# SOURCE:
===
Sherlock Holmes and the Secret Weapon (1942)

Toronto Film Society presented Sherlock Holmes and the Secret Weapon (1942) on Sunday, October 22, 2017 in a double bill with The Scarlet Pimpernel as part of the Season 70 Sunday Afternoon Film Buff Series, Programme 2.

Production Company: Universal Pictures. Associate Producer: Howard Benedict. Director: Roy William Neill. Screen Play: Edward T. Lowe, W. Scott Darling, and Edmund L. Hartmann, inspired by the short story The Adventure of the Dancing Men by Sir Arthur Conan Doyle in Strand (Dec.,1903). Cinematography: Les White. Art Direction: Jack Otterson and Martin Obzina. Film Editor: Otto Ludwig.  Set Decorations: Russell A. Gausman and Edward R. Robinson.  Music Director: Charles Previn. Sound Recording: Bernard B. Brown. Release Date: January 4, 1943.
===
# EXTRACTED RECORDS:
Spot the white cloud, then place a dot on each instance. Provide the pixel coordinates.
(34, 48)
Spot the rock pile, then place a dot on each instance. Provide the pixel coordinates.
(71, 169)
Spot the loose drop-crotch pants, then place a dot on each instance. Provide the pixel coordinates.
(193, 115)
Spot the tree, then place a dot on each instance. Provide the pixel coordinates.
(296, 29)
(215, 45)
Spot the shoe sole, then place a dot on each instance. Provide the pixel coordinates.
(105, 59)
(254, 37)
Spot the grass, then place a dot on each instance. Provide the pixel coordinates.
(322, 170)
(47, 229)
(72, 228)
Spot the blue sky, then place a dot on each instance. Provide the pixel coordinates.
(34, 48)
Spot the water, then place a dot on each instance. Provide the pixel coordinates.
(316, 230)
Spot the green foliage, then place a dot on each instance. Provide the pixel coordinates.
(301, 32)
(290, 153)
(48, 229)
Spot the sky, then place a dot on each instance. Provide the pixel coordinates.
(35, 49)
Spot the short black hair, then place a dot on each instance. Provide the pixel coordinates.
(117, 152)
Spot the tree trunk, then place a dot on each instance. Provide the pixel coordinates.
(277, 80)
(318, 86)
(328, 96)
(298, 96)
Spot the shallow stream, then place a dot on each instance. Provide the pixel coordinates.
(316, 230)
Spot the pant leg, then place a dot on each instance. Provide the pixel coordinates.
===
# TASK INSTRUCTIONS:
Copy the part of the Sherlock Holmes film notes that opens with the words containing "Production Company: Universal" and closes with "January 4, 1943.", keeping every word unchanged.

# ANSWER TO THIS TASK:
Production Company: Universal Pictures. Associate Producer: Howard Benedict. Director: Roy William Neill. Screen Play: Edward T. Lowe, W. Scott Darling, and Edmund L. Hartmann, inspired by the short story The Adventure of the Dancing Men by Sir Arthur Conan Doyle in Strand (Dec.,1903). Cinematography: Les White. Art Direction: Jack Otterson and Martin Obzina. Film Editor: Otto Ludwig.  Set Decorations: Russell A. Gausman and Edward R. Robinson.  Music Director: Charles Previn. Sound Recording: Bernard B. Brown. Release Date: January 4, 1943.